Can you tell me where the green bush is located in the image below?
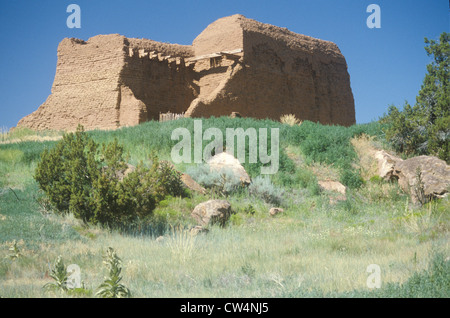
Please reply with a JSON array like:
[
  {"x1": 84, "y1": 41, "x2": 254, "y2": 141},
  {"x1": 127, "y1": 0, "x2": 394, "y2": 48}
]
[
  {"x1": 187, "y1": 164, "x2": 242, "y2": 195},
  {"x1": 248, "y1": 176, "x2": 284, "y2": 205},
  {"x1": 380, "y1": 32, "x2": 450, "y2": 162},
  {"x1": 35, "y1": 127, "x2": 184, "y2": 228}
]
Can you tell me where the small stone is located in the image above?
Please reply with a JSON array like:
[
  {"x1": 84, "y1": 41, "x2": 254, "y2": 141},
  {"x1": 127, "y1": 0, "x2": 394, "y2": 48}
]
[{"x1": 269, "y1": 208, "x2": 284, "y2": 216}]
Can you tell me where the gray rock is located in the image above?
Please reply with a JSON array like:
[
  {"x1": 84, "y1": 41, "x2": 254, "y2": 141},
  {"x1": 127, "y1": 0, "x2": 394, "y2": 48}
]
[{"x1": 191, "y1": 200, "x2": 231, "y2": 226}]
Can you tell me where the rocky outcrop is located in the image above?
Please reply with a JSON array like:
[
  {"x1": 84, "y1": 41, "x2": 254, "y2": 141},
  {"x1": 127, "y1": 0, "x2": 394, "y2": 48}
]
[
  {"x1": 17, "y1": 15, "x2": 355, "y2": 130},
  {"x1": 180, "y1": 173, "x2": 206, "y2": 194},
  {"x1": 375, "y1": 150, "x2": 450, "y2": 202},
  {"x1": 207, "y1": 152, "x2": 251, "y2": 185}
]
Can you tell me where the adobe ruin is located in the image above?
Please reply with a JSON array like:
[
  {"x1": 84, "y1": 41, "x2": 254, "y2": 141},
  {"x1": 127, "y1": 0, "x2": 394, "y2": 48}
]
[{"x1": 17, "y1": 15, "x2": 355, "y2": 130}]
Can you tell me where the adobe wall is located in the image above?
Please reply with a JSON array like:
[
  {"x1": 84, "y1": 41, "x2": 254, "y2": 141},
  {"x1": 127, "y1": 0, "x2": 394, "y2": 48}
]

Qué producir
¿Puedes dar como lista numerada, sin las líneas en blanco, las líneas de los datos que van desde la que contiene "Can you tell me where the adobe ruin" hasta el final, ambas incluidas?

Tarea resuelta
1. Can you tell me where the adobe ruin is located in the image above?
2. Please reply with a JSON array like:
3. [
4.   {"x1": 84, "y1": 41, "x2": 254, "y2": 141},
5.   {"x1": 127, "y1": 0, "x2": 394, "y2": 48}
6. ]
7. [{"x1": 17, "y1": 15, "x2": 355, "y2": 130}]
8. Can you tell me where the adobe wall is located in the image above?
9. Please reply with a JSON array like:
10. [
11.   {"x1": 84, "y1": 41, "x2": 254, "y2": 141},
12.   {"x1": 127, "y1": 0, "x2": 394, "y2": 48}
13. ]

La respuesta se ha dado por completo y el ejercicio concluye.